■ **Work required**
Reproduce the material below word for word, leaving every line and character unchanged.
— Start of Record excerpts —
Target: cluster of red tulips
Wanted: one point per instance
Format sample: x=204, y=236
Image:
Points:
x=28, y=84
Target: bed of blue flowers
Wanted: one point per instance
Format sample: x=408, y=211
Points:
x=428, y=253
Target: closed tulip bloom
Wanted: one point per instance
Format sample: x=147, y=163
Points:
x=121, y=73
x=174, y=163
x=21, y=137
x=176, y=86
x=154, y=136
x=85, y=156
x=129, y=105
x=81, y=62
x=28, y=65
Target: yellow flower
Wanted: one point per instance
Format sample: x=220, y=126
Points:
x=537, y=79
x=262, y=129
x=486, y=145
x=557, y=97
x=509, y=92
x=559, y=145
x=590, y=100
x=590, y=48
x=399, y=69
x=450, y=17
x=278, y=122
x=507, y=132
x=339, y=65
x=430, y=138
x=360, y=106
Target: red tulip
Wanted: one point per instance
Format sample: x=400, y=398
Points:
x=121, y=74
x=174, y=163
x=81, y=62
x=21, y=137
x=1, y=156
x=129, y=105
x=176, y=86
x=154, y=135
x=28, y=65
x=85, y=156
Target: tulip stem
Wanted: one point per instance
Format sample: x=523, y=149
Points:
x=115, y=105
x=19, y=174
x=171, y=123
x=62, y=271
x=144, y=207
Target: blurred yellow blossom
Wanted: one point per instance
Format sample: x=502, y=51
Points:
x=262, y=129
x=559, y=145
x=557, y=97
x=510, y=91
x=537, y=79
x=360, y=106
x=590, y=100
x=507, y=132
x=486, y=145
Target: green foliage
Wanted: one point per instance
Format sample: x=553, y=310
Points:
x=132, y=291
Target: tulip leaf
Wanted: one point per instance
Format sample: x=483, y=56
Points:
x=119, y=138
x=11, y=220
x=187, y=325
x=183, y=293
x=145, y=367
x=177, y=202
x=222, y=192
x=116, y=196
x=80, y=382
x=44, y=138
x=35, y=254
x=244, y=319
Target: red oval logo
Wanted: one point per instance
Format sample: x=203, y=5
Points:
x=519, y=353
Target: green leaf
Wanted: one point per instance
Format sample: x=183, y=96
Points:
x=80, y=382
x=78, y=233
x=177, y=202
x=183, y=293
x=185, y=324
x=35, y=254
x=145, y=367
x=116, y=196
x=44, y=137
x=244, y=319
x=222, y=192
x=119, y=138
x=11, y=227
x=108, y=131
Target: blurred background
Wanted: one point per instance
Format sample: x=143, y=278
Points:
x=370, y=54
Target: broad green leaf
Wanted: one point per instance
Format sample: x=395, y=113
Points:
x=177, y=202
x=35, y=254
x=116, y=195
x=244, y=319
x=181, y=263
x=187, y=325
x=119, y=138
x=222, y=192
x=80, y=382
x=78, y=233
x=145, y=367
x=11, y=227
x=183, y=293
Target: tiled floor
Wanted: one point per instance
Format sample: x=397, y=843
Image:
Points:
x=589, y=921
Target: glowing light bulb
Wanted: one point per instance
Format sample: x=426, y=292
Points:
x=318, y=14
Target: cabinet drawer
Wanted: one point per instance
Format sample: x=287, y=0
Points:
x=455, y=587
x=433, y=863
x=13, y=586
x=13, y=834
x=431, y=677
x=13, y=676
— End of Record excerpts —
■ **Right answer**
Target: cluster of red tulips
Wanted: one point per instance
Format sample: x=204, y=236
Image:
Points:
x=28, y=84
Target: bed of blue flowers
Wanted: one point per instance
Format sample: x=408, y=211
Points:
x=428, y=253
Target: closed tulip bloom
Wanted: one point per instance
Format sample: x=147, y=163
Points:
x=121, y=73
x=174, y=163
x=21, y=137
x=176, y=86
x=154, y=136
x=85, y=156
x=129, y=105
x=81, y=62
x=28, y=65
Target: yellow flower
Wanted: one point per instance
Format sample: x=220, y=126
Points:
x=537, y=79
x=262, y=129
x=486, y=145
x=557, y=97
x=509, y=92
x=559, y=145
x=590, y=100
x=590, y=48
x=399, y=69
x=450, y=17
x=278, y=122
x=507, y=132
x=339, y=65
x=430, y=138
x=360, y=106
Target: red tulip
Wanted: one point per instance
Format sample: x=400, y=398
Points:
x=121, y=74
x=174, y=163
x=81, y=62
x=21, y=137
x=1, y=156
x=129, y=105
x=176, y=86
x=154, y=135
x=28, y=65
x=85, y=156
Target: tulip stem
Wanted: one point per instance
Format sample: x=523, y=149
Points:
x=115, y=105
x=19, y=174
x=171, y=123
x=62, y=271
x=144, y=207
Target: blurred yellow blossom
Wanted: one point per instance
Format sample: x=502, y=51
Points:
x=262, y=129
x=559, y=145
x=557, y=97
x=510, y=91
x=537, y=79
x=360, y=106
x=590, y=100
x=507, y=132
x=486, y=145
Target: green foliage
Wanted: one point per instance
Format sample: x=553, y=310
Points:
x=132, y=291
Target: tulip leaf
Wanted: one point per instance
Format sample: x=483, y=56
Points:
x=119, y=138
x=11, y=220
x=187, y=325
x=183, y=293
x=145, y=367
x=177, y=202
x=222, y=192
x=116, y=196
x=80, y=382
x=44, y=138
x=35, y=254
x=244, y=319
Target: red oval logo
Wanted: one point per instance
Format sample: x=203, y=5
Points:
x=519, y=353
Target: green leaf
Wanted: one point per instance
Format sample: x=183, y=96
Points:
x=80, y=382
x=78, y=233
x=177, y=202
x=183, y=293
x=185, y=324
x=35, y=254
x=145, y=367
x=116, y=196
x=44, y=137
x=244, y=319
x=222, y=192
x=119, y=138
x=11, y=227
x=108, y=131
Target: blurred background
Wanted: one point per instance
Format sample: x=143, y=278
Points:
x=370, y=54
Target: broad green leaf
Wanted: one point per instance
Format sample: x=395, y=113
Points:
x=177, y=202
x=35, y=254
x=116, y=195
x=244, y=319
x=181, y=263
x=187, y=325
x=119, y=138
x=222, y=192
x=80, y=382
x=78, y=233
x=145, y=367
x=11, y=227
x=183, y=293
Target: tiled floor
Wanted: one point per instance
Format sample: x=397, y=843
Image:
Points:
x=589, y=921
Target: glowing light bulb
Wanted: one point per instance
Format sample: x=426, y=292
Points:
x=318, y=14
Target: cabinet drawer
Wanted: one point per instance
Format sample: x=287, y=0
Points:
x=455, y=587
x=433, y=863
x=13, y=586
x=13, y=834
x=431, y=677
x=13, y=676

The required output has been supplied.